■ **WHAT IS NEEDED**
Using the entries that follow, collect the lines where the word "sign" appears.

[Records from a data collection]

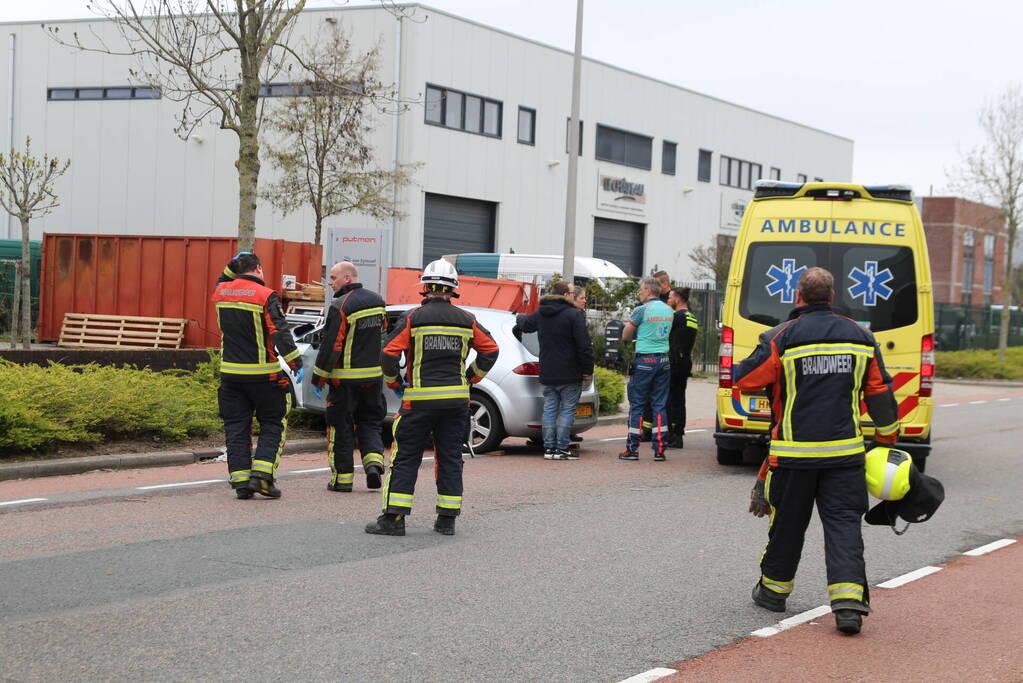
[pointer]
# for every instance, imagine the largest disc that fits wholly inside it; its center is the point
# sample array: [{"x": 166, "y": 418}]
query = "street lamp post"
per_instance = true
[{"x": 568, "y": 266}]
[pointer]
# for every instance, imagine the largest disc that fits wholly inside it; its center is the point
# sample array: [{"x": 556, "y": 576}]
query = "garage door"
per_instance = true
[
  {"x": 456, "y": 225},
  {"x": 620, "y": 242}
]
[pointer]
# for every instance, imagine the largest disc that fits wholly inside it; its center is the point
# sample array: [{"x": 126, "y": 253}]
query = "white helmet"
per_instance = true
[{"x": 440, "y": 272}]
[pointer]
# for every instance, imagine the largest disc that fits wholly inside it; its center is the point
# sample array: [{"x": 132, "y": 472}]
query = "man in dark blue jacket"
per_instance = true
[{"x": 566, "y": 363}]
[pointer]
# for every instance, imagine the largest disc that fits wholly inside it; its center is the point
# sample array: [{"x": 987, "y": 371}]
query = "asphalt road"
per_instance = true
[{"x": 581, "y": 571}]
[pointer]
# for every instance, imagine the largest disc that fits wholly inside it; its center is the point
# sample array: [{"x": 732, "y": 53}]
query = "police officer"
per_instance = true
[
  {"x": 349, "y": 360},
  {"x": 819, "y": 365},
  {"x": 252, "y": 379},
  {"x": 435, "y": 338},
  {"x": 650, "y": 325},
  {"x": 683, "y": 335}
]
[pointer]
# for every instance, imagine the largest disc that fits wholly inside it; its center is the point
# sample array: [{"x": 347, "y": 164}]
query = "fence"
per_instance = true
[{"x": 966, "y": 327}]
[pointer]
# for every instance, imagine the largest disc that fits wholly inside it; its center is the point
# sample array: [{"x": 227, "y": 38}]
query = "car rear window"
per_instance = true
[{"x": 875, "y": 284}]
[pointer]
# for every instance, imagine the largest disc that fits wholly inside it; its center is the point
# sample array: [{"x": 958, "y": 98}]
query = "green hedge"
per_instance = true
[
  {"x": 979, "y": 364},
  {"x": 611, "y": 388},
  {"x": 42, "y": 408}
]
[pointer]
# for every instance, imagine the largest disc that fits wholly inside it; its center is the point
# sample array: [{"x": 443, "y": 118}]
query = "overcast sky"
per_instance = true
[{"x": 904, "y": 79}]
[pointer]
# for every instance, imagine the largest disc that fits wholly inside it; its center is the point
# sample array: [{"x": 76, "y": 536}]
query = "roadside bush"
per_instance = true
[
  {"x": 611, "y": 389},
  {"x": 980, "y": 364},
  {"x": 43, "y": 407}
]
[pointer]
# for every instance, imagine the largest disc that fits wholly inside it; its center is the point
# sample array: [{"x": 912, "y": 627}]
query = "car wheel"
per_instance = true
[{"x": 485, "y": 423}]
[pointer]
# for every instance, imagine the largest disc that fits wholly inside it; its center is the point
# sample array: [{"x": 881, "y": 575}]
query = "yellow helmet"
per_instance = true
[{"x": 888, "y": 472}]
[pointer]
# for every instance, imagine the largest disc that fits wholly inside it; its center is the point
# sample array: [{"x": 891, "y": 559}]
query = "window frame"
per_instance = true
[
  {"x": 665, "y": 144},
  {"x": 463, "y": 96},
  {"x": 532, "y": 126}
]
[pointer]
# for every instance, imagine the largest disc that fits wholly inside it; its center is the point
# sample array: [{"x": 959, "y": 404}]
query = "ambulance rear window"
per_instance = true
[{"x": 875, "y": 284}]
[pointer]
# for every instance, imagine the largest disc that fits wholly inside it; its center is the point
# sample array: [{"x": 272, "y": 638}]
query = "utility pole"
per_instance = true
[{"x": 568, "y": 266}]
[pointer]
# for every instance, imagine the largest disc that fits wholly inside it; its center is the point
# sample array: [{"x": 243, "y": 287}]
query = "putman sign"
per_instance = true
[{"x": 620, "y": 195}]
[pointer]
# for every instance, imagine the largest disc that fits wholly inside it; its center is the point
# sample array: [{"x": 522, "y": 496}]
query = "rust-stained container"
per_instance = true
[{"x": 161, "y": 277}]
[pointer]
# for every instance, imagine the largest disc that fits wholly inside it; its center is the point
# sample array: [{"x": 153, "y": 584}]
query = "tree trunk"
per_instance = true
[
  {"x": 248, "y": 166},
  {"x": 26, "y": 286},
  {"x": 15, "y": 302}
]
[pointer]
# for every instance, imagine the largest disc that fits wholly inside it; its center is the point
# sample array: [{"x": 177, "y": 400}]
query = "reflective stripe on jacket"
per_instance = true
[
  {"x": 819, "y": 365},
  {"x": 254, "y": 330},
  {"x": 436, "y": 338},
  {"x": 350, "y": 348}
]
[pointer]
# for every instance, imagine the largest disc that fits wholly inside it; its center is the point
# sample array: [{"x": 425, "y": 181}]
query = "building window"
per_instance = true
[
  {"x": 668, "y": 157},
  {"x": 703, "y": 166},
  {"x": 623, "y": 147},
  {"x": 988, "y": 266},
  {"x": 968, "y": 256},
  {"x": 462, "y": 111},
  {"x": 527, "y": 125},
  {"x": 568, "y": 136},
  {"x": 737, "y": 173},
  {"x": 119, "y": 92}
]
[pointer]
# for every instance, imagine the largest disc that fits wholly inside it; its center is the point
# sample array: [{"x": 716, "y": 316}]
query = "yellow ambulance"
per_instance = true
[{"x": 872, "y": 240}]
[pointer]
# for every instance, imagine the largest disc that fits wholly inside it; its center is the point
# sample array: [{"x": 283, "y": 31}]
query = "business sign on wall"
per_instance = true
[
  {"x": 732, "y": 209},
  {"x": 621, "y": 195},
  {"x": 367, "y": 248}
]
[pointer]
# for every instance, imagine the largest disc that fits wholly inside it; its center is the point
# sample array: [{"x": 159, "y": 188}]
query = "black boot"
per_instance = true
[
  {"x": 767, "y": 599},
  {"x": 848, "y": 621},
  {"x": 373, "y": 476},
  {"x": 388, "y": 525},
  {"x": 444, "y": 525},
  {"x": 263, "y": 487}
]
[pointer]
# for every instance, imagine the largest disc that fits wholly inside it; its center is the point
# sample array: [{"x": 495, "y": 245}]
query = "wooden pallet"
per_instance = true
[{"x": 90, "y": 330}]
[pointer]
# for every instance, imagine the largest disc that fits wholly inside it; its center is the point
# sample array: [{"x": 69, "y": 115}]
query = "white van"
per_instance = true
[{"x": 535, "y": 268}]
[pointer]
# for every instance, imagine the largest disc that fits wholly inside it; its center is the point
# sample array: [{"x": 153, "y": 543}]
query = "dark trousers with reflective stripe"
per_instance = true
[
  {"x": 840, "y": 494},
  {"x": 238, "y": 402},
  {"x": 448, "y": 427},
  {"x": 354, "y": 412},
  {"x": 676, "y": 397}
]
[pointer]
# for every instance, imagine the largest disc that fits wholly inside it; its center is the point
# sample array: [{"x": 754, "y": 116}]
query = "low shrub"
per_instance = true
[
  {"x": 979, "y": 364},
  {"x": 44, "y": 407},
  {"x": 611, "y": 389}
]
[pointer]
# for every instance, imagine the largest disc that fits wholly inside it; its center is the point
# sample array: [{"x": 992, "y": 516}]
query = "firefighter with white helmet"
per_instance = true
[{"x": 435, "y": 337}]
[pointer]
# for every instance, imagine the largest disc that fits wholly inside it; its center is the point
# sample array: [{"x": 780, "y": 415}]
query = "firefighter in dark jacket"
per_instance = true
[
  {"x": 680, "y": 342},
  {"x": 252, "y": 379},
  {"x": 819, "y": 366},
  {"x": 349, "y": 360},
  {"x": 435, "y": 338}
]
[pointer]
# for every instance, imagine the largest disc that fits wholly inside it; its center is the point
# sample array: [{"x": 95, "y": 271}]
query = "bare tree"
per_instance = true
[
  {"x": 323, "y": 150},
  {"x": 214, "y": 56},
  {"x": 993, "y": 172},
  {"x": 29, "y": 193},
  {"x": 711, "y": 261}
]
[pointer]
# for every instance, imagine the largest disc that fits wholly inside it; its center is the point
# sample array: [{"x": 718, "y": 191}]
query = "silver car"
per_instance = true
[{"x": 507, "y": 403}]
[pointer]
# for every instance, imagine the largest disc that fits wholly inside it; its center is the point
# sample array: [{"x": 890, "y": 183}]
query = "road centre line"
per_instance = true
[
  {"x": 994, "y": 545},
  {"x": 912, "y": 576},
  {"x": 171, "y": 486},
  {"x": 651, "y": 675},
  {"x": 21, "y": 501}
]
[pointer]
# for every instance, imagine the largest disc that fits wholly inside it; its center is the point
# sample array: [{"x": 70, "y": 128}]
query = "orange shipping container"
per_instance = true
[{"x": 161, "y": 277}]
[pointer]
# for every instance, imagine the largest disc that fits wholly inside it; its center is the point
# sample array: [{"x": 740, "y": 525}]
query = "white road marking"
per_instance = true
[
  {"x": 790, "y": 622},
  {"x": 21, "y": 500},
  {"x": 651, "y": 675},
  {"x": 912, "y": 576},
  {"x": 994, "y": 545},
  {"x": 179, "y": 484}
]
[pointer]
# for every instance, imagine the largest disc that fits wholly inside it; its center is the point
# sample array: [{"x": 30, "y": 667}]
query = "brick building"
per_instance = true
[{"x": 967, "y": 243}]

■ **RESPONSE TO THE EXERCISE**
query = "putman sign"
query = "business sign on wall"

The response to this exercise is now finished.